▶ [PROVIDED PASSAGE]
►

6. The method of claim 5 further comprising: receiving, with the
client computing device, the at least one file in the plurality of
encrypted files stored on the server computing device that includes
the value through the data network; and decrypting, with the client
computing device, the at least one file using the cryptographic key
stored in the memory.
7. The method of claim 5 further comprising: identifying, with the
client computing device, at least one file in the plurality of
encrypted files stored on the server computing device that includes
at least one value between the minimum value and the maximum value
based on a difference between a first cumulative index entry for
the at least one file in decrypted data from the first entry and a
second cumulative index entry for the at least one file in
decrypted data from the second entry.
8. The method of claim 1, the identifying of the plurality of
values within the predetermined search range further comprising:
identifying, with the client computing device, the plurality of
values corresponding to each value in the predetermined range that
is present in at least one encrypted file in the plurality of
encrypted files using a binary search tree stored in the memory of
the client computing device.

◄

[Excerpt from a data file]
►

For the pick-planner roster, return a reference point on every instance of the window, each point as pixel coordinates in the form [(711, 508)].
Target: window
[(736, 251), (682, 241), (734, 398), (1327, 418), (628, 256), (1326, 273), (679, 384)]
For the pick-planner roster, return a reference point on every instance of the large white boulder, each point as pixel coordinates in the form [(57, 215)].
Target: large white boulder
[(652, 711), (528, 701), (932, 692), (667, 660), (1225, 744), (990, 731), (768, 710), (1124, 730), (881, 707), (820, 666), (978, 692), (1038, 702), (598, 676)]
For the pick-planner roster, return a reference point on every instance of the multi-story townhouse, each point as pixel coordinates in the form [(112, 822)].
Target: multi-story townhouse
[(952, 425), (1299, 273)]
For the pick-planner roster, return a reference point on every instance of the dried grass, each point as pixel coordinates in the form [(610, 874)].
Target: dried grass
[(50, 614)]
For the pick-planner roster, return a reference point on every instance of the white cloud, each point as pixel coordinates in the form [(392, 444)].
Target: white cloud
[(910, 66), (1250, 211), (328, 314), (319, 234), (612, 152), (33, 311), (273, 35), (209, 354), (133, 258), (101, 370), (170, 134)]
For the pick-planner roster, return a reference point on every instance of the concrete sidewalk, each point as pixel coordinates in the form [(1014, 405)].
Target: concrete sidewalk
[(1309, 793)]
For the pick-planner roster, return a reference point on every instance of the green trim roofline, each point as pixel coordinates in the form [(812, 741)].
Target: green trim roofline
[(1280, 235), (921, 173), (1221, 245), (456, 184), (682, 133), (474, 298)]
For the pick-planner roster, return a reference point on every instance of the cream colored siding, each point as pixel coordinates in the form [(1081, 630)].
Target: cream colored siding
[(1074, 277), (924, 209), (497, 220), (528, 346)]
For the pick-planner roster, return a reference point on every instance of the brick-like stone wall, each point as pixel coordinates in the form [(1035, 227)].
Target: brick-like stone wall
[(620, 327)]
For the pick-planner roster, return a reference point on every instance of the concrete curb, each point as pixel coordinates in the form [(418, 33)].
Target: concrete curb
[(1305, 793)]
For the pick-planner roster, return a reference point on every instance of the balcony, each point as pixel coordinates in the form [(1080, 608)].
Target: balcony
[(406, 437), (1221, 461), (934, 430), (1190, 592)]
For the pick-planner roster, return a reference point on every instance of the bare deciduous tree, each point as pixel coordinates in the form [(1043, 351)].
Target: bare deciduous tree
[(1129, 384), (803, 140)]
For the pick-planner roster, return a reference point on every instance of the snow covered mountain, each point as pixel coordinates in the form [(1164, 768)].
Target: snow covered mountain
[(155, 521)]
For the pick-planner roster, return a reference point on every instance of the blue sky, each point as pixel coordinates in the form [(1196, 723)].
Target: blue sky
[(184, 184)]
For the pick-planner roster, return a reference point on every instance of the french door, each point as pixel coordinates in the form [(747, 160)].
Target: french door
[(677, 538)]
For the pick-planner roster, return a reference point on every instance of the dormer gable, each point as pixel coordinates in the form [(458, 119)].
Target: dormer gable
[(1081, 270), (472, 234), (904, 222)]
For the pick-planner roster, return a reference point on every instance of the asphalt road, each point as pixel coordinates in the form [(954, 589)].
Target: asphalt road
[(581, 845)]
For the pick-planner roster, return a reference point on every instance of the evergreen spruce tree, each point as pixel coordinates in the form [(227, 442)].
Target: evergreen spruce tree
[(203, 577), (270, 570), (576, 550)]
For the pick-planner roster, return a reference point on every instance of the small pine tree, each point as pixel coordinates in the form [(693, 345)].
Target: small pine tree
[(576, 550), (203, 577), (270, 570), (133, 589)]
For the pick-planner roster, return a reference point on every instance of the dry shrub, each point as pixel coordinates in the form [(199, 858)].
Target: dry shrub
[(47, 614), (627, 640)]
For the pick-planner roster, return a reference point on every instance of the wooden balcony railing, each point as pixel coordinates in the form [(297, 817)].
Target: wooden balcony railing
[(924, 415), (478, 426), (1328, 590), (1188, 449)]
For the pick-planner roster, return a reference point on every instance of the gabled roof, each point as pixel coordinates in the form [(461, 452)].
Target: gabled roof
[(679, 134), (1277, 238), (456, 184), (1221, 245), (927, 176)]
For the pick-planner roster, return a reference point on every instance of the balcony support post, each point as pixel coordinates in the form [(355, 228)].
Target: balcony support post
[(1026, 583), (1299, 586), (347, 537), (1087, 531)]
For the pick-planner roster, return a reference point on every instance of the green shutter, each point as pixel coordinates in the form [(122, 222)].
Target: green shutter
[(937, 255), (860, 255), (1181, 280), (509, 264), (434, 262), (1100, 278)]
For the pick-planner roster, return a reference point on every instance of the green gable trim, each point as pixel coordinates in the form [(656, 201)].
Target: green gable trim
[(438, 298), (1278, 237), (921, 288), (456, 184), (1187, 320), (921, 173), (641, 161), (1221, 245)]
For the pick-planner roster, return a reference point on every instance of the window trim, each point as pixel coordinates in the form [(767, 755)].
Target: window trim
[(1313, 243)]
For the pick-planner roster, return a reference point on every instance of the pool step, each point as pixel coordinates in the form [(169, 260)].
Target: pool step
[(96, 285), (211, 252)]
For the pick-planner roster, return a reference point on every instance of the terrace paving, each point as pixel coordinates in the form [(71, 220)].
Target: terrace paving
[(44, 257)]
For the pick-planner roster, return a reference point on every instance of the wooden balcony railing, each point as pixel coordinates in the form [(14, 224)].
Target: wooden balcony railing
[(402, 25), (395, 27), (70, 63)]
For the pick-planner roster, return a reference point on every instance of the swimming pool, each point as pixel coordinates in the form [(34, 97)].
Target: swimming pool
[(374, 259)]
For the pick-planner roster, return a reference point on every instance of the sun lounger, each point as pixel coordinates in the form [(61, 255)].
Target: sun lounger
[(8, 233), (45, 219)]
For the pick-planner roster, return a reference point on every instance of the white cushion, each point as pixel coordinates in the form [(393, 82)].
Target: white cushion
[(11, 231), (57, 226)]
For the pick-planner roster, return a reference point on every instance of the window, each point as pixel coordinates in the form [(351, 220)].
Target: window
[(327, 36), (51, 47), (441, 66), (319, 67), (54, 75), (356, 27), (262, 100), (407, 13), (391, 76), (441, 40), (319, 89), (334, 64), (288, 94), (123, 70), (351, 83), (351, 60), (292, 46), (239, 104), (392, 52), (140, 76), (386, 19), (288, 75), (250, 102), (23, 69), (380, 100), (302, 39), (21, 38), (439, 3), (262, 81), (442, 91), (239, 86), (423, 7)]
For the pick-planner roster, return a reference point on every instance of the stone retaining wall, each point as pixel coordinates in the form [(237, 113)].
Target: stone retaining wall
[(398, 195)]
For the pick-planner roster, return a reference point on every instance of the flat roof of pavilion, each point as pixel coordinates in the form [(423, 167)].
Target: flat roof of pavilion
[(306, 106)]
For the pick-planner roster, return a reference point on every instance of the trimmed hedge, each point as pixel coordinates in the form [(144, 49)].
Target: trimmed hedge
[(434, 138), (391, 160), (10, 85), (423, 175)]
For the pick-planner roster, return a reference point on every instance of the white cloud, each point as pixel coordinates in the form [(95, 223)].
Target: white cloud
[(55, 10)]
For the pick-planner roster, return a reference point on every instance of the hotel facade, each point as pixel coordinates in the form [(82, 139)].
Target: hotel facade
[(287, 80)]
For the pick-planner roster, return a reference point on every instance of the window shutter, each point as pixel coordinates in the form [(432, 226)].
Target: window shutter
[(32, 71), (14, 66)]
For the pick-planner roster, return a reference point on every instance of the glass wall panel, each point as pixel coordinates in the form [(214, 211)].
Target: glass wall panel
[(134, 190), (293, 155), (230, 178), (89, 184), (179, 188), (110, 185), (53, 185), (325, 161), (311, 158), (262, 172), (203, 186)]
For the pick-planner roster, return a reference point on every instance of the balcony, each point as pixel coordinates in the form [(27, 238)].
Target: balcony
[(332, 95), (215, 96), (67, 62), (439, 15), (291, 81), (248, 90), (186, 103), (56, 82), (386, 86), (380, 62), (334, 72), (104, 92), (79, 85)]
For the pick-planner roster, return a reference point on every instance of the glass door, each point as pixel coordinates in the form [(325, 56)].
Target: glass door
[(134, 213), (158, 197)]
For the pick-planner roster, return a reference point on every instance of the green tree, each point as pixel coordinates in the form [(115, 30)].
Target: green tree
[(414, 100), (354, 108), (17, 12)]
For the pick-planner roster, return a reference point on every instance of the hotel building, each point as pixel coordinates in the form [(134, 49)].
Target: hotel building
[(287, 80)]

◄

▶ [AIM OF THE TASK] Print the full claims passage on searching encrypted files, reproducing it word for word.

▶ [SOLUTION TO THIS TASK]
6. The method of claim 5 further comprising: receiving, with the
client computing device, the at least one file in the plurality of
encrypted files stored on the server computing device that includes
the value through the data network; and decrypting, with the client
computing device, the at least one file using the cryptographic key
stored in the memory.
7. The method of claim 5 further comprising: identifying, with the
client computing device, at least one file in the plurality of
encrypted files stored on the server computing device that includes
at least one value between the minimum value and the maximum value
based on a difference between a first cumulative index entry for
the at least one file in decrypted data from the first entry and a
second cumulative index entry for the at least one file in
decrypted data from the second entry.
8. The method of claim 1, the identifying of the plurality of
values within the predetermined search range further comprising:
identifying, with the client computing device, the plurality of
values corresponding to each value in the predetermined range that
is present in at least one encrypted file in the plurality of
encrypted files using a binary search tree stored in the memory of
the client computing device.